▶ _Texto de la página_
──────────────────────────────

Desde el Ávila, la gran ‘madre’ que vigila Caracas, la vista, me decían, era verdaderamente impactante e inquietamente sobrecogedora. La ciudad, de habitual bulliciosa, plena de olores y sabores y con el maravilloso caos controlado propio del Trópico, parecía haber desaparecido. Engullida por sí misma, se confunde en la noche en forma de continua silueta de edificios y personas. Como una gigantesca y opaca masa informe. Es la vida a oscuras.

Venezuela ha sufrido un apagón generalizado que ha durado seis días. Seis eternos días, que para muchos ha resultado desafortunadamente un final. Se calcula en una veintena de muertos las fatales consecuencias de la falta de energía eléctrica. El resto de las secuelas, económicas en su mayor parte y que tiene una difícil estimación, palidecen frente a la lucha por la vida.

Seguro que existen ejemplos en la literatura, en el cine o en la música que permitan sublimar un fallo de estas características. Como el mil veces relatado apagón de Nueva York, en el 77. Pero la realidad está lejos de blanquear los efectos devastadores de un estado fallido. Seguramente muchos de los que están leyendo esto, serían capaces de describir en detalle las consecuencias para el día a día de la casi total ausencia de suministro eléctrico. De cuantificar los sectores más afectados, los riesgos médicos y en seguridad. Y con ello, miles de variables más. Pero está claro que a todos nos recorrería un escalofrío si pensáramos en que realmente pudiera ocurrir aquí. Es nuestra confortabilidad diaria, minusvaloramos la suerte de asumir unos «mínimos vitales» que, en realidad, no son tal. De hecho, en Venezuela sólo hace diez, veinte años pensaban que algo así no era posible.

──────────────────────────────

▶ _Extractos de líneas_
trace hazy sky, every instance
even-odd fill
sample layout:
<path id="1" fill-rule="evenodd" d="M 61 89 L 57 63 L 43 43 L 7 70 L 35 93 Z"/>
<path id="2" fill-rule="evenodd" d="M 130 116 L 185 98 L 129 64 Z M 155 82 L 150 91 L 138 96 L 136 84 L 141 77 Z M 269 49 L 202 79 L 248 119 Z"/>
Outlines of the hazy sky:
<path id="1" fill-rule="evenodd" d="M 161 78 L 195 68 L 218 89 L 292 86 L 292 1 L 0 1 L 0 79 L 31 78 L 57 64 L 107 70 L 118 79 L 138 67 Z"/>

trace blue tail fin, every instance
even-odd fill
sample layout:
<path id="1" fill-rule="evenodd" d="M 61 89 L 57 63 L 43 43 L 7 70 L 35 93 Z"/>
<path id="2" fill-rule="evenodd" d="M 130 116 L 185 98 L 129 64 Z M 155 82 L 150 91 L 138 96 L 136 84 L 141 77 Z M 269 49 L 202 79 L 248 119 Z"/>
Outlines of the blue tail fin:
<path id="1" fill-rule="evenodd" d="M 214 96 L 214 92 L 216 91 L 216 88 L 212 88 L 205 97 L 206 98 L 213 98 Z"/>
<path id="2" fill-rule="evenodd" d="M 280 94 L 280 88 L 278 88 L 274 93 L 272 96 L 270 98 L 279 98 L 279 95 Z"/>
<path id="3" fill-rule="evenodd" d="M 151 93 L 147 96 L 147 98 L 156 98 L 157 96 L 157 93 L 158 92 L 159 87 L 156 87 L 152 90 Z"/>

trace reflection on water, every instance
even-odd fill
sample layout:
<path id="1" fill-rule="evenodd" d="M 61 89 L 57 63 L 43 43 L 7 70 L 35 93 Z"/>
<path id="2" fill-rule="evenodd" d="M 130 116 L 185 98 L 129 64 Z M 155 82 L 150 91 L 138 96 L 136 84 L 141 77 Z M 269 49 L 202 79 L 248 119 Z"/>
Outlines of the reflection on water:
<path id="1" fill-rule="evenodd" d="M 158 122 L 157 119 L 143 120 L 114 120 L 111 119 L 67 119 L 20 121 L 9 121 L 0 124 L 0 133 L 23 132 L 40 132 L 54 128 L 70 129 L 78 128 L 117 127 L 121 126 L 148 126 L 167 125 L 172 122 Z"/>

──────────────────────────────

▶ _Consigna 1_
Según el texto sobre el apagón en Venezuela, ¿cuánto tiempo duró el corte de electricidad?
▶ _Consigna 2_
Enumera los ámbitos en los que, según el texto sobre el apagón en Venezuela, seguro que existen ejemplos que permiten sublimar un fallo de estas características.
▶ _Consigna 3_
Retoma el texto sobre el apagón en Venezuela justo después de su última oración y continúalo.
Las líneas no intervienen en lo que aquí se pide.

▶ _Respuesta 1_
Seis días.

▶ _Respuesta 2_
La literatura, el cine y la música.

▶ _Respuesta 3_
Hace sólo un lustro, un corte de estas características era impensable. Por supuesto, ya se vivían (y sufrían) determinadas carestías, o la muy aceptable molestia de vivir sin wifi un par de horas. Nada que resista una mínima comparación.

Porque, en realidad, aunque desde Europa (y por extensión, todo occidente) pretendamos vestir el debate sobre la situación de Venezuela como una continuación de nuestra propia neurosis política, todo va de supervivencia. No de otra cosa. Desde luego, no de política (muchos, absurdamente, silencian en España que dentro del movimiento de Guaidó hay partidos de izquierda). Esta muy lejos de ser una batalla por (tener) la razón. Internamente, es simple cuestión de resistencia e instinto de conservación.

En muchos países latinoamericanos, factores básicos en Europa (acceso a la sanidad, suministro eléctrico, infraestructuras de transporte) son distintivos de la pertenencia a ciertas clases sociales. O, mejor dicho: de no pertenecer a las capas más bajas de la sociedad. Y esa es la dialéctica que ya se pretende vender.

Una vez pasada la crisis, vendrá la narración de la misma. Con independencia de que cualquiera crea que el apagón está provocado por la intervención extranjera, lo cierto es que esto solo podría acontecer porque se han destruido sistemáticamente los recursos e infraestructuras del país.

Todo es más sencillo aún: es el funcionamiento de una dictadura, en la que la extracción de la riqueza ha seguido un plan que beneficiaba a unos pocos. Así son los sistemas totalitarios: te lo dan todo (y «gratis»), porque lo que piden a cambio es la dignidad personal y una adhesión inquebrantable. Con la cual corromper los cimientos de todo el sistema. Eso es hoy Venezuela.

Mientras, en nuestra pacífica campaña electoral, la número dos de Podemos considera que en nuestro país se aplica un sistema económico «incompatible con la vida». Es el mismo partido, conviene no olvidar, que ha intentado de forma sistemática defender y limpiar el régimen de Maduro.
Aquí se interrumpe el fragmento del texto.